— Start Selected text —

# 2002 MONACO LEMON



## Jan Haybert (Sep 3, 2001)

Don't buy a Monaco product!  We have a 4 1/2 month old 2002 Monaco Executive 42 footer.  It has been in repair for over a month and the dealer can't fix the problem - a badly leaking slide.  Monaco says we should drive it 5000 miles round trip to Oregon and they will TRY to fix it - no guarantees.  No compensation for time and money spent seeking repairs.  They will not buy it back.  We have contacted an attorney. We feel it is unreasonable to expect us to spend so much additional time and money seeking repairs.  We have put over 4500 miles on the coach thus far seeking repairs.  Monaco feels it is NOT UNUSUAL TO SPEND OVER A MONTH ON REPAIRS OF A COACH UNDER WARRANTY!!  Beware of buying a Monaco product.  PS - The dealer's solution was for us to trade in our new coach and take a chance on a new one passing our LEMON on to some unsuspecting buyer.  We won't do that!


----------



## C Nash (Sep 3, 2001)

2002 MONACO LEMON

Jan,
Keep us posted on how you come out with your problems on your Monaco I thought they were supposed to be a top line unit! Tell us the selling dealer. They sound like they have no interest in their customers.  Would like to hear their side. Looks like you may just have to get out the roll of duct tape and have fun while waiting.  Be sure to tell all curious campers that this is Monaco's way of repair until they may fine time to help. 

Chelse L. Nash
fulltimer03@yahoo.com


----------



## fjohn56 (Apr 19, 2002)

2002 MONACO LEMON

Time after time, not only on this forum, I have heard about Monaco and Fleetwood consistently not backing up their product; inferior quality and workmanship; I don't understand how they can stay in business. I have seen a couple of models from both manufacturers(and WAS interested) but didn't want the hassle of, after spending my hard-earned dollars, them not keeping the part of the deal. Sounds like you might have to get an attorney to get ANY of your money back. Good Luck to you! Don't let this sour you on RVing. It IS alot of fun.
John


----------



## muskybob (Oct 19, 2003)

2002 MONACO LEMON

Jan, Don't give up on Monaco yet.  They were extremely helpful with me when I had a problem with my Holiday Rambler which I bought from Camper's Barn in Kingston, NY.  The dealer didn't seem to want anything to do with me after the deal was made, so I contacted Monaco direct. Voila, problem solved.  They do make an excellent product and what I've read from others on this forum and another I visit, I've found people to be very satisfied with Monaco.  Try contacting them direct instead of going through the dealer. Good Luck Jan.


----------



## C Nash (Oct 19, 2003)

2002 MONACO LEMON

Have to agree with muskybob about dealing with Monaco direct. Had to take our 2002 vacationer to the Monaco service center in Leesburg Fl. this past Feb and found them to be great.  Problem taken care on when promised and was allowed to stay on lot at night in MH while waiting.  Very efficient
Have not had any problems that required taking back to dealer.  Just fix all the little ones myself. Did take it back because of spider web cracks in front fiberglas around lights but told them I had rather not do anything about them unless they got worse.  They took pictures in case it gave problems after warranty period.

— End Selected text —
— Start Data extract —

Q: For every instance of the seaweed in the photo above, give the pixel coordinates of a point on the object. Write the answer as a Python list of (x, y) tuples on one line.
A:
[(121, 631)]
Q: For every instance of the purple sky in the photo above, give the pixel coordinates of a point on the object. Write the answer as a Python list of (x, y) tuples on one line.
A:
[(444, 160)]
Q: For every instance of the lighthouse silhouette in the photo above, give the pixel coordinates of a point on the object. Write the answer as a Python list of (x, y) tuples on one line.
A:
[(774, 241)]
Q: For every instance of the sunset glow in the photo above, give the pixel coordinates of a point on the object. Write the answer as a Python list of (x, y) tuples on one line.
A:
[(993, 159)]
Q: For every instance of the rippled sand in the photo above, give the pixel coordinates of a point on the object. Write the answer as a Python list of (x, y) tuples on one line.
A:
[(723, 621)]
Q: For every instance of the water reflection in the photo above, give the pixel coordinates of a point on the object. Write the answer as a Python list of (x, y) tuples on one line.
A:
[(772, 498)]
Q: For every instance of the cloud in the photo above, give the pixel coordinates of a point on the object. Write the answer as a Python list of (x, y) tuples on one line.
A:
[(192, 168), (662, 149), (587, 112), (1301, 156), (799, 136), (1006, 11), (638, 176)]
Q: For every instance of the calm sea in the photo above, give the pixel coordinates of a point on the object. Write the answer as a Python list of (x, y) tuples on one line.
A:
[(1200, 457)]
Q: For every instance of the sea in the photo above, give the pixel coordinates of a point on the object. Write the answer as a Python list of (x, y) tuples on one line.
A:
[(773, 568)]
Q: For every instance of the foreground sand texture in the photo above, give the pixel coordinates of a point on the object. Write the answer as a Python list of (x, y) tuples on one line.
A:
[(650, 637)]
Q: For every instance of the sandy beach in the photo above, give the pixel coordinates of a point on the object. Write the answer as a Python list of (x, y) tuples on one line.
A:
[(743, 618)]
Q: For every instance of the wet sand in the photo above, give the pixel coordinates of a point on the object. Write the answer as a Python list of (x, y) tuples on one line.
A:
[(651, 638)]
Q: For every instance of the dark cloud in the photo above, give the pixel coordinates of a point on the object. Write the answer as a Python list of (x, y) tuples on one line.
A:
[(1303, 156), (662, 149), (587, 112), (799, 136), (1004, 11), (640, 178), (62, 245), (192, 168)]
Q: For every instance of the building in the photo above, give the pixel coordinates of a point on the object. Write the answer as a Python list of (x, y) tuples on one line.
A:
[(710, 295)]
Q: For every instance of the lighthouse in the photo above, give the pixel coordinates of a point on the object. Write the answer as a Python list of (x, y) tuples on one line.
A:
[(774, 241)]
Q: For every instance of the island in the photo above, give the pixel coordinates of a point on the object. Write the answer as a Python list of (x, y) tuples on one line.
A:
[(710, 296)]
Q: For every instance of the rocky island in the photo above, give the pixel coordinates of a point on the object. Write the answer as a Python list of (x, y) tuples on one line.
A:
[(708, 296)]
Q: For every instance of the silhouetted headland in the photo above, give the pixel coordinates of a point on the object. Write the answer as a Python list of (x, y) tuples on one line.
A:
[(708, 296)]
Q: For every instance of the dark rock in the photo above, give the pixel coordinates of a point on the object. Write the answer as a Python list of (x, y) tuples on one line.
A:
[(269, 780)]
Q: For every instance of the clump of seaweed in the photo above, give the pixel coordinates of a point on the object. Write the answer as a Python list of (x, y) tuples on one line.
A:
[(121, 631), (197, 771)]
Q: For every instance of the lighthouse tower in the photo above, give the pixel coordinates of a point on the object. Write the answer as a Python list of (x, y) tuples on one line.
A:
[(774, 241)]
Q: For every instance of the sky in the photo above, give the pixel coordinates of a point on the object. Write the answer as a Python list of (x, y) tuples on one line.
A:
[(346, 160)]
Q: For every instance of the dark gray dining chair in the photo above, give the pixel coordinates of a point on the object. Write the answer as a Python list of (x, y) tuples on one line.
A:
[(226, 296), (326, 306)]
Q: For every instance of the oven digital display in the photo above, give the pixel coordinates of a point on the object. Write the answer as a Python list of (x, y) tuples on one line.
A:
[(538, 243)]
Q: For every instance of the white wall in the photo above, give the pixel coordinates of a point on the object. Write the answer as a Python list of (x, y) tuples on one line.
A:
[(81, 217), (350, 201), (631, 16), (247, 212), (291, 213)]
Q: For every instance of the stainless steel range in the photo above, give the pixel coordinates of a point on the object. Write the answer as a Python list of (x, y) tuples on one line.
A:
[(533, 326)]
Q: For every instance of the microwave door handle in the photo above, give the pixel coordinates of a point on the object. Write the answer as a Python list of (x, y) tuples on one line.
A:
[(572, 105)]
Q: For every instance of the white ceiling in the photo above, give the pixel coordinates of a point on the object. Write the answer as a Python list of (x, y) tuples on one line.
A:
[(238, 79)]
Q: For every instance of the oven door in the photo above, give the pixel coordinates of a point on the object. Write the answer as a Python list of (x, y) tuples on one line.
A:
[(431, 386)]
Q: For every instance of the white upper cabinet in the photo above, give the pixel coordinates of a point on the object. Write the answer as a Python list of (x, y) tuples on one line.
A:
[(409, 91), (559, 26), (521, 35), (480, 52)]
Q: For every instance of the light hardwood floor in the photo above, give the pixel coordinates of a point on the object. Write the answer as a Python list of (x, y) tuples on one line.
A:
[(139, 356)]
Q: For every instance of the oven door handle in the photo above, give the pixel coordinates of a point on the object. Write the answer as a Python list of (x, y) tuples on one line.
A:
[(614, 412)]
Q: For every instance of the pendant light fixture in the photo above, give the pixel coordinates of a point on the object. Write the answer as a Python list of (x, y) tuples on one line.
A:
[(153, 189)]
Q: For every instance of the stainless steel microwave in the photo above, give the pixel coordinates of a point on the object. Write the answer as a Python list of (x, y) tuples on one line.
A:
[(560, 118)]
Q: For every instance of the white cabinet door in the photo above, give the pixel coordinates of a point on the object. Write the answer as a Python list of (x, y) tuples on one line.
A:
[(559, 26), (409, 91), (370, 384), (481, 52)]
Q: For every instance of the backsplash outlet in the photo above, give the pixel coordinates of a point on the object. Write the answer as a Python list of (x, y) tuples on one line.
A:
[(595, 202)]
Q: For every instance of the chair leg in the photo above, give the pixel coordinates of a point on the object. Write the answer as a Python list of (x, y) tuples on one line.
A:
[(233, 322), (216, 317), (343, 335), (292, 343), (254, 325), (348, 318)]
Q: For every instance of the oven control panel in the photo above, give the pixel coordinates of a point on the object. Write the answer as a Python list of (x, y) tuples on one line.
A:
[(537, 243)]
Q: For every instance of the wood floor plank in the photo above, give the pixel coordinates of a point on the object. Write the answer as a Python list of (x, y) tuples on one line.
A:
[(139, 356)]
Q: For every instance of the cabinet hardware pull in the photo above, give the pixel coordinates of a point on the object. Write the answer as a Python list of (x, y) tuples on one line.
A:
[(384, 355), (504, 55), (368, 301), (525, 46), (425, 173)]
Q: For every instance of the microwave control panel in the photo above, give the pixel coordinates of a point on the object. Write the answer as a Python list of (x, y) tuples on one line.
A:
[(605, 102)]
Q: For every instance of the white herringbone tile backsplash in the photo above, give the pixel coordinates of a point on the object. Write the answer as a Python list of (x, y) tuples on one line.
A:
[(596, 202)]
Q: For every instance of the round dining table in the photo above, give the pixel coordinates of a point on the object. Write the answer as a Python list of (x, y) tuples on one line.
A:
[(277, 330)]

— End Data extract —

## Jobs
a: Answer these questions about the Monaco thread:
(i) How many miles round trip would the drive to Oregon be?
(ii) Where did muskybob buy the Holiday Rambler?
(iii) In which town is the Monaco service center that C Nash visited last February?
b: Copy the Monaco thread starting with "Don't buy a" and going on through "won't do that!", swapping in "lawyer" where "attorney" appears.

## Response list
a:
(i) 5000 miles
(ii) Camper's Barn in Kingston, NY
(iii) Leesburg, Fl.

b:
Don't buy a Monaco product!  We have a 4 1/2 month old 2002 Monaco Executive 42 footer.  It has been in repair for over a month and the dealer can't fix the problem - a badly leaking slide.  Monaco says we should drive it 5000 miles round trip to Oregon and they will TRY to fix it - no guarantees.  No compensation for time and money spent seeking repairs.  They will not buy it back.  We have contacted an lawyer. We feel it is unreasonable to expect us to spend so much additional time and money seeking repairs.  We have put over 4500 miles on the coach thus far seeking repairs.  Monaco feels it is NOT UNUSUAL TO SPEND OVER A MONTH ON REPAIRS OF A COACH UNDER WARRANTY!!  Beware of buying a Monaco product.  PS - The dealer's solution was for us to trade in our new coach and take a chance on a new one passing our LEMON on to some unsuspecting buyer.  We won't do that!